Some records
———

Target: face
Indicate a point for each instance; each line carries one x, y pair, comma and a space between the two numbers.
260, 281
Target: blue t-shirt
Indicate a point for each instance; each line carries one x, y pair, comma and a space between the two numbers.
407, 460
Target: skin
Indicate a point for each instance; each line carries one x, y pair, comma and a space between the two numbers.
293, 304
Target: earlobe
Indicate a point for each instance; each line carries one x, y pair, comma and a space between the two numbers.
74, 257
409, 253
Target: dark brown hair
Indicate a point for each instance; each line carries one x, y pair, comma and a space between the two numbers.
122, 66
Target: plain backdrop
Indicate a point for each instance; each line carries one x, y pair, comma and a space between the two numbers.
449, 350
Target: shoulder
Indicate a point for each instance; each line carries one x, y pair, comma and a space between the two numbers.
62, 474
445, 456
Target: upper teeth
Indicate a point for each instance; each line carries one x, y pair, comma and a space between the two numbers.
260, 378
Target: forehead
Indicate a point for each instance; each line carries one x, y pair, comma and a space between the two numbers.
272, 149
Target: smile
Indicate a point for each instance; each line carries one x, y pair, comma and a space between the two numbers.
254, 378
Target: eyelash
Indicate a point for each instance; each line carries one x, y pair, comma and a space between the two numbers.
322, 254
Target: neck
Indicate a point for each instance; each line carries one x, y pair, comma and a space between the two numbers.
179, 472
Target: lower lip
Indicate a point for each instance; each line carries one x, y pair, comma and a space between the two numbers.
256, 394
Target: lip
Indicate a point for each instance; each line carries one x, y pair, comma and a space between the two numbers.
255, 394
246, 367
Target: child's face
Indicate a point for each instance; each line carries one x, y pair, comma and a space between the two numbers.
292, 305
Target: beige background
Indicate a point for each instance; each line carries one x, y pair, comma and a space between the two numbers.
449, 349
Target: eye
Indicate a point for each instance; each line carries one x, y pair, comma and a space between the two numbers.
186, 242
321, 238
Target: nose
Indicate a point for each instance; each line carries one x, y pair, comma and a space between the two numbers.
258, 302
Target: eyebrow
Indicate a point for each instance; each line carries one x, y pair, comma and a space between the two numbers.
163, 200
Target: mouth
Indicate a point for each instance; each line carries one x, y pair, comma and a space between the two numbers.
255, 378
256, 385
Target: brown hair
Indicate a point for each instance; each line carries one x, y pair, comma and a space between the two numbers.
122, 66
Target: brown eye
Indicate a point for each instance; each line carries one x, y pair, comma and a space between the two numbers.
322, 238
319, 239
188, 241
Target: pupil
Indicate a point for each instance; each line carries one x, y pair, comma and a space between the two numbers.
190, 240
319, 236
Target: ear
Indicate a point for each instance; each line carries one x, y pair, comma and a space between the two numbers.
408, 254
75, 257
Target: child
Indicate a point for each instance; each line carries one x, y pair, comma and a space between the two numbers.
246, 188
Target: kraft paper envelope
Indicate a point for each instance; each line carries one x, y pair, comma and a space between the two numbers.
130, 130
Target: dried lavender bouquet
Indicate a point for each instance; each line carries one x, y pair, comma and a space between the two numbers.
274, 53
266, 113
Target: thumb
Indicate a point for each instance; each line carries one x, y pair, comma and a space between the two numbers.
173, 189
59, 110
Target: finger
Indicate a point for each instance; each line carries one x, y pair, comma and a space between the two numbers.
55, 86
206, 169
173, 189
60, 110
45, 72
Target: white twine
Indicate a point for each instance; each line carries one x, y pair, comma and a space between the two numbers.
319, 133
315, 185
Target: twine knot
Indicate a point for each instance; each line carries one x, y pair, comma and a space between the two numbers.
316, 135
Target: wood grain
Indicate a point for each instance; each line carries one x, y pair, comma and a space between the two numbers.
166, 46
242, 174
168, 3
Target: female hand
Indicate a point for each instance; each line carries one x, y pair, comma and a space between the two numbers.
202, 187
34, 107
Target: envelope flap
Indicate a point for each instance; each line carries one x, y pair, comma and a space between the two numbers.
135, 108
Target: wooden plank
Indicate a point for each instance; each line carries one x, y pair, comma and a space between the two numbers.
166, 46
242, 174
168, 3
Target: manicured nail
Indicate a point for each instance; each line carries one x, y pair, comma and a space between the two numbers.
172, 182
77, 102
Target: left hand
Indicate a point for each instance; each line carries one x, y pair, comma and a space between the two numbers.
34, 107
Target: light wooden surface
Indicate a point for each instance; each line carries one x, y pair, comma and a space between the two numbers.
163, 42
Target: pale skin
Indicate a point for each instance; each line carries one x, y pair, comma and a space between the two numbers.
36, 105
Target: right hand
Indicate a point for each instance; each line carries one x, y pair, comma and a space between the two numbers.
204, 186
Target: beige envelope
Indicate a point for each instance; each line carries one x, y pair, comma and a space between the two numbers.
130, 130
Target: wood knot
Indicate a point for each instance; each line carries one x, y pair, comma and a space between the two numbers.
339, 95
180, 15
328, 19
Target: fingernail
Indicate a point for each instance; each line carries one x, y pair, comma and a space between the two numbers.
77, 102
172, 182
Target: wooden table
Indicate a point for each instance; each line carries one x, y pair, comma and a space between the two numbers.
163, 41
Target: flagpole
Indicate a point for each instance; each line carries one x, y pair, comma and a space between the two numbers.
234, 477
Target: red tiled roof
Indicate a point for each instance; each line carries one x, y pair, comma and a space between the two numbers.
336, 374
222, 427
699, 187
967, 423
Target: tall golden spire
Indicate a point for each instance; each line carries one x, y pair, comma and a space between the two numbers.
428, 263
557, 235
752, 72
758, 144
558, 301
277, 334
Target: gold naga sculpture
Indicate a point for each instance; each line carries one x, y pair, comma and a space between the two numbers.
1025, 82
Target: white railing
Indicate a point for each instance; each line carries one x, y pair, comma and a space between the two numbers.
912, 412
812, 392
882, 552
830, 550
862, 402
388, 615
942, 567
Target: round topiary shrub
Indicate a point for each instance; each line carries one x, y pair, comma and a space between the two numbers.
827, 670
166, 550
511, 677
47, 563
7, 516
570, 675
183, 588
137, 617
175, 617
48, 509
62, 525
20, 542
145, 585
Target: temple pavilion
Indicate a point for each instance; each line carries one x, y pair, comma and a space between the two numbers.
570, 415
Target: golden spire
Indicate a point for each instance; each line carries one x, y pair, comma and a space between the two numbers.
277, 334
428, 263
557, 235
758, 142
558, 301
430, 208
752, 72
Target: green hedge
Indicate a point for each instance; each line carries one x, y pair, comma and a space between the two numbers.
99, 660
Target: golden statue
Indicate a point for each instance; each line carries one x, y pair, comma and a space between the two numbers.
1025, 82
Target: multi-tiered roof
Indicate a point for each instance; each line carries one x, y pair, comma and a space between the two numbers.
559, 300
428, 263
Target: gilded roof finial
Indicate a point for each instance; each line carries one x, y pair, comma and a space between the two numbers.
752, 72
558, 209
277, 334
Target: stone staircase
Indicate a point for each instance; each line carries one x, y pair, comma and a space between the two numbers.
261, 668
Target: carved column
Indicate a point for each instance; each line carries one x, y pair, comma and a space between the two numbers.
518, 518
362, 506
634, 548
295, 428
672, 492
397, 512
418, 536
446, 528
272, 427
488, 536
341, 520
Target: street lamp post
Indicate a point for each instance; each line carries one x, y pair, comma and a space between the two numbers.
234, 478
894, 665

———

(Set problem)
Rewrite every line of the material above as a Markdown table with two columns, Number and Record line, skipping any blank lines. Number the rows in order, starting at 1.

(Final answer)
| Number | Record line |
|---|---|
| 1 | Target: face |
| 2 | Indicate a point for each instance; each line carries one x, y pair, comma and a space between the two numbers. |
| 3 | 260, 281 |
| 4 | Target: blue t-shirt |
| 5 | Indicate a point for each instance; each line carries one x, y pair, comma and a space between the two numbers. |
| 6 | 407, 460 |
| 7 | Target: skin |
| 8 | Indicate a point for each instance; each line carries one x, y pair, comma and a space between the two numbers. |
| 9 | 293, 304 |
| 10 | Target: earlobe |
| 11 | Indicate a point for each instance; each line carries one x, y pair, comma and a space between the two numbers. |
| 12 | 74, 257 |
| 13 | 409, 253 |
| 14 | Target: dark brown hair |
| 15 | Indicate a point for each instance; each line carries one x, y pair, comma and a space between the two numbers. |
| 16 | 122, 66 |
| 17 | Target: plain backdrop |
| 18 | Indicate a point for each instance; each line carries one x, y pair, comma and a space between the two numbers. |
| 19 | 449, 350 |
| 20 | Target: shoulder |
| 21 | Indicate a point for each instance; each line carries one x, y pair, comma and a space between the two numbers. |
| 22 | 62, 474 |
| 23 | 445, 456 |
| 24 | Target: upper teeth |
| 25 | Indicate a point for each instance; each line carries one x, y pair, comma and a space between the two numbers. |
| 26 | 260, 378 |
| 27 | Target: forehead |
| 28 | Indicate a point for each instance; each line carries one x, y pair, comma and a space between the two numbers. |
| 29 | 272, 149 |
| 30 | Target: smile |
| 31 | Indicate a point for each instance; each line carries one x, y pair, comma and a space between the two numbers. |
| 32 | 254, 378 |
| 33 | Target: eyelash |
| 34 | Indicate a point for each instance; each line carries one x, y pair, comma and a space between the two numbers. |
| 35 | 322, 254 |
| 36 | Target: neck |
| 37 | Indicate a point for each instance; each line carries one x, y pair, comma and a space between the two numbers. |
| 38 | 179, 472 |
| 39 | Target: lower lip |
| 40 | Indicate a point for each instance; each line carries one x, y pair, comma and a space between the two numbers. |
| 41 | 256, 394 |
| 42 | Target: lip |
| 43 | Indicate a point for each instance; each line carries one x, y pair, comma and a space between the two numbers. |
| 44 | 255, 394 |
| 45 | 246, 367 |
| 46 | Target: child's face |
| 47 | Indicate a point for each instance; each line carries one x, y pair, comma and a space between the two numbers. |
| 48 | 292, 305 |
| 49 | Target: beige background |
| 50 | Indicate a point for each instance; each line carries one x, y pair, comma and a space between the two numbers. |
| 51 | 449, 349 |
| 52 | Target: eye |
| 53 | Indicate a point for each instance; each line carries one x, y pair, comma and a space between the two numbers. |
| 54 | 186, 242 |
| 55 | 321, 238 |
| 56 | Target: nose |
| 57 | Indicate a point for each instance; each line carries one x, y pair, comma and a space between the two numbers. |
| 58 | 258, 302 |
| 59 | Target: eyebrow |
| 60 | Indicate a point for each instance; each line carries one x, y pair, comma and a space between the two numbers. |
| 61 | 163, 200 |
| 62 | Target: mouth |
| 63 | Indicate a point for each instance; each line carries one x, y pair, comma and a space between the two numbers. |
| 64 | 255, 378 |
| 65 | 256, 385 |
| 66 | Target: brown hair |
| 67 | Indicate a point for each instance; each line carries one x, y pair, comma and a space between the two numbers. |
| 68 | 122, 66 |
| 69 | Target: brown eye |
| 70 | Indicate a point for each instance; each line carries one x, y pair, comma and a space between the two numbers. |
| 71 | 322, 238 |
| 72 | 319, 239 |
| 73 | 188, 241 |
| 74 | Target: pupil |
| 75 | Indicate a point for each instance; each line carries one x, y pair, comma and a space between the two numbers. |
| 76 | 190, 240 |
| 77 | 319, 236 |
| 78 | Target: ear |
| 79 | Indicate a point for each instance; each line carries one x, y pair, comma and a space between the two numbers. |
| 80 | 408, 254 |
| 81 | 75, 257 |
| 82 | Target: child |
| 83 | Indicate a point for each instance; each line carries one x, y pair, comma and a space between the two numbers. |
| 84 | 246, 188 |
| 85 | Target: kraft paper envelope |
| 86 | Indicate a point for each instance; each line carries one x, y pair, comma and a space between the two numbers. |
| 87 | 130, 130 |
| 88 | Target: dried lavender bouquet |
| 89 | Indicate a point for each instance; each line carries one x, y pair, comma and a space between the two numbers. |
| 90 | 274, 53 |
| 91 | 266, 113 |
| 92 | Target: thumb |
| 93 | Indicate a point for each instance; each line carries one x, y pair, comma and a space between the two numbers. |
| 94 | 173, 189 |
| 95 | 59, 110 |
| 96 | Target: finger |
| 97 | Indicate a point for each instance; each line carries one x, y pair, comma and a space between the two numbers. |
| 98 | 55, 86 |
| 99 | 206, 169 |
| 100 | 173, 189 |
| 101 | 60, 110 |
| 102 | 45, 72 |
| 103 | Target: white twine |
| 104 | Indicate a point for each instance; each line carries one x, y pair, comma and a space between the two numbers. |
| 105 | 319, 133 |
| 106 | 315, 185 |
| 107 | Target: twine knot |
| 108 | Indicate a point for each instance; each line carries one x, y pair, comma and a space between the two numbers. |
| 109 | 316, 135 |
| 110 | Target: wood grain |
| 111 | Indicate a point for each instance; each line carries one x, y pair, comma and a space between the two numbers. |
| 112 | 166, 46 |
| 113 | 242, 174 |
| 114 | 168, 3 |
| 115 | Target: female hand |
| 116 | Indicate a point for each instance; each line carries one x, y pair, comma and a space between the two numbers. |
| 117 | 202, 187 |
| 118 | 34, 107 |
| 119 | Target: envelope flap |
| 120 | Indicate a point for each instance; each line carries one x, y pair, comma and a space between the two numbers. |
| 121 | 135, 108 |
| 122 | Target: wooden plank |
| 123 | Indicate a point for each instance; each line carries one x, y pair, comma and a space between the two numbers. |
| 124 | 166, 46 |
| 125 | 242, 174 |
| 126 | 168, 3 |
| 127 | Target: manicured nail |
| 128 | Indicate a point for each instance; each line carries one x, y pair, comma and a space between the two numbers. |
| 129 | 172, 182 |
| 130 | 77, 102 |
| 131 | Target: left hand |
| 132 | Indicate a point for each instance; each line carries one x, y pair, comma and a space between the two numbers. |
| 133 | 34, 107 |
| 134 | Target: light wooden surface |
| 135 | Indicate a point for each instance; each line carries one x, y pair, comma and a space between the two numbers. |
| 136 | 163, 42 |
| 137 | Target: pale skin |
| 138 | Indicate a point for each instance; each line carries one x, y pair, comma and a space between the two numbers. |
| 139 | 36, 105 |
| 140 | Target: right hand |
| 141 | Indicate a point for each instance; each line carries one x, y pair, comma and a space between the two numbers. |
| 142 | 204, 186 |
| 143 | Target: beige envelope |
| 144 | Indicate a point for each instance; each line carries one x, y pair, comma and a space between the two numbers. |
| 145 | 130, 130 |
| 146 | Target: wood knot |
| 147 | Indicate a point for each instance; each line carries one x, y pair, comma and a space between the two numbers. |
| 148 | 339, 95 |
| 149 | 180, 15 |
| 150 | 328, 19 |
| 151 | Target: fingernail |
| 152 | Indicate a point for each instance; each line carries one x, y pair, comma and a space between the two numbers. |
| 153 | 77, 102 |
| 154 | 172, 182 |
| 155 | Target: wooden table |
| 156 | Indicate a point for each instance; each line carries one x, y pair, comma and a space between the two numbers. |
| 157 | 163, 41 |
| 158 | Target: flagpole |
| 159 | Indicate a point for each instance; each line carries one x, y pair, comma and a space between the two numbers. |
| 160 | 234, 477 |
| 161 | Target: red tiled roof |
| 162 | Indicate a point for each instance; each line carries one x, y pair, comma and a space between the two numbers. |
| 163 | 336, 374 |
| 164 | 222, 427 |
| 165 | 699, 187 |
| 166 | 967, 423 |
| 167 | Target: tall golden spire |
| 168 | Indicate a point for each instance; each line carries one x, y pair, comma and a space between the two numbers. |
| 169 | 428, 263 |
| 170 | 557, 235 |
| 171 | 752, 72 |
| 172 | 758, 144 |
| 173 | 558, 301 |
| 174 | 277, 334 |
| 175 | Target: gold naga sculpture |
| 176 | Indicate a point for each instance; each line carries one x, y pair, comma and a space between the two numbers. |
| 177 | 1025, 82 |
| 178 | Target: white railing |
| 179 | Indicate a point for each instance; each line carries one x, y pair, comma and a space between the two numbers. |
| 180 | 912, 412 |
| 181 | 812, 392 |
| 182 | 882, 552 |
| 183 | 830, 550 |
| 184 | 862, 402 |
| 185 | 388, 615 |
| 186 | 942, 567 |
| 187 | Target: round topiary shrub |
| 188 | Indicate a point for each instance; each line carries one x, y pair, comma and a space between the two numbers. |
| 189 | 827, 670 |
| 190 | 166, 550 |
| 191 | 511, 677 |
| 192 | 47, 563 |
| 193 | 7, 516 |
| 194 | 570, 675 |
| 195 | 183, 588 |
| 196 | 137, 617 |
| 197 | 175, 617 |
| 198 | 48, 509 |
| 199 | 62, 525 |
| 200 | 20, 542 |
| 201 | 145, 585 |
| 202 | Target: temple pavilion |
| 203 | Indicate a point for each instance; each line carries one x, y pair, comma and a space between the two numbers. |
| 204 | 570, 415 |
| 205 | Target: golden spire |
| 206 | Indicate a point for each instance; each line carries one x, y pair, comma and a space between the two numbers. |
| 207 | 277, 334 |
| 208 | 428, 263 |
| 209 | 557, 235 |
| 210 | 758, 142 |
| 211 | 558, 301 |
| 212 | 430, 208 |
| 213 | 752, 72 |
| 214 | Target: green hedge |
| 215 | Indicate a point for each instance; each line carries one x, y pair, comma and a space between the two numbers. |
| 216 | 99, 660 |
| 217 | Target: golden statue |
| 218 | Indicate a point for each instance; each line carries one x, y pair, comma and a space between the two numbers. |
| 219 | 1025, 82 |
| 220 | Target: multi-tiered roof |
| 221 | Indicate a point for each instance; each line carries one x, y pair, comma and a space between the two numbers. |
| 222 | 559, 300 |
| 223 | 428, 263 |
| 224 | Target: gilded roof finial |
| 225 | Indicate a point for each instance; each line carries one x, y pair, comma and a space between the two numbers. |
| 226 | 752, 72 |
| 227 | 558, 209 |
| 228 | 277, 334 |
| 229 | Target: stone staircase |
| 230 | Indicate a point for each instance; each line carries one x, y pair, comma and a space between the two numbers. |
| 231 | 261, 668 |
| 232 | Target: carved column |
| 233 | Indicate a point for each instance; each line carries one x, y pair, comma and a space between the two numbers. |
| 234 | 518, 518 |
| 235 | 362, 506 |
| 236 | 634, 548 |
| 237 | 295, 428 |
| 238 | 672, 492 |
| 239 | 397, 512 |
| 240 | 418, 536 |
| 241 | 446, 528 |
| 242 | 272, 427 |
| 243 | 488, 536 |
| 244 | 341, 520 |
| 245 | Target: street lamp post |
| 246 | Indicate a point for each instance; each line carries one x, y pair, comma and a space between the two numbers. |
| 247 | 234, 478 |
| 248 | 894, 665 |